* TASKS FOR THIS EXERCISE:
1. Translate this sentence from the blog page below into Spanish: "All three cars are gone too."
2. According to the blog page below, on what page of The Benedict Option does the writer's name appear?

* READING TEXT:
________________________

Chad Comello

Librarian, cinephile, et al

Category: Technology (page 1 of 3)

Google Past

This is the Google Maps Street View of my parents’ home. It’s from 2007, which is old by Google Maps standards. The current view looks very different ten years later. The house is a different color, the front lawn is now completely garden (more like a jungle at this point), and the tree on the road verge was slain by ash borer.

All three cars are gone too. The black Corolla was my sister’s first car. The blue Corolla we inherited from my grandma; it nearly won Worst Car senior year, and my cymbals were stolen from it once, but I remember it fondly. The white Camry was an inheritance from the other grandma, since replaced by another.

I suspect the Google Maps Camera Car will make its way back to this street one day and replace this image with a new one. Until then this snapshot will remain like a mural, a mosaic of memory, unaware a new coat of paint will erase it from existence, but only for most.

Saint Benedict in Technopoly

Perhaps it was because I had just finished reading Neil Postman’s 1992 book Technopoly: The Surrender of Culture to Technology when I started in on Rod Dreher’s latest, The Benedict Option: A Strategy for Christians in a Post-Christian Nation, but I was detecting a subtle yet strong Postmanian vibe throughout the book. Then, when Dreher actually quoted Technopoly, I realized that wasn’t a coincidence.

First, a disclaimer: I am (briefly) in The Benedict Option. When Dreher put out a call on his blog for examples of Christian-run businesses, I emailed him about Reba Place Fellowship, the intentional Christian community that over the years has spun off church ministries into actual businesses, like a bicycle repair shop and an Amish furniture store. Months later, in a reply to my comment on one of his unrelated blog posts, he told me I was in the book, much to my surprise. And sure enough, on page 189 there was my name and a short paragraph adapted from my email about Reba.

________________________

* MATERIAL:
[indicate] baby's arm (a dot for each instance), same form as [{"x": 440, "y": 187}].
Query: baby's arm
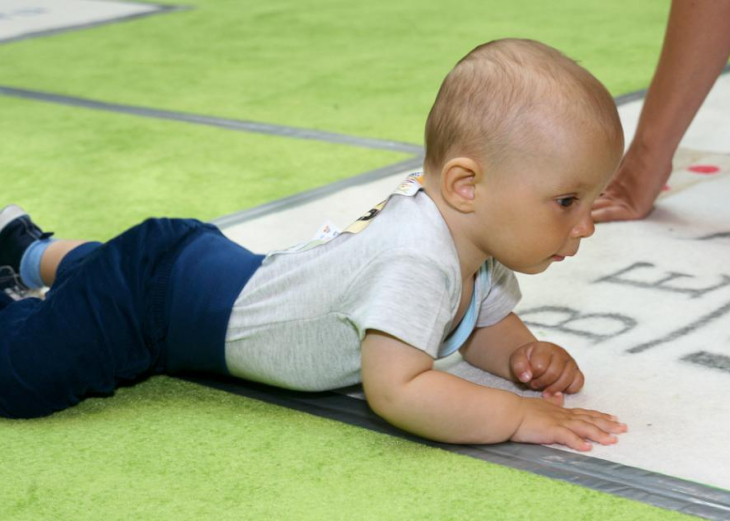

________________________

* FINAL ANSWERS:
1. Los tres coches también han desaparecido.

2. Page 189.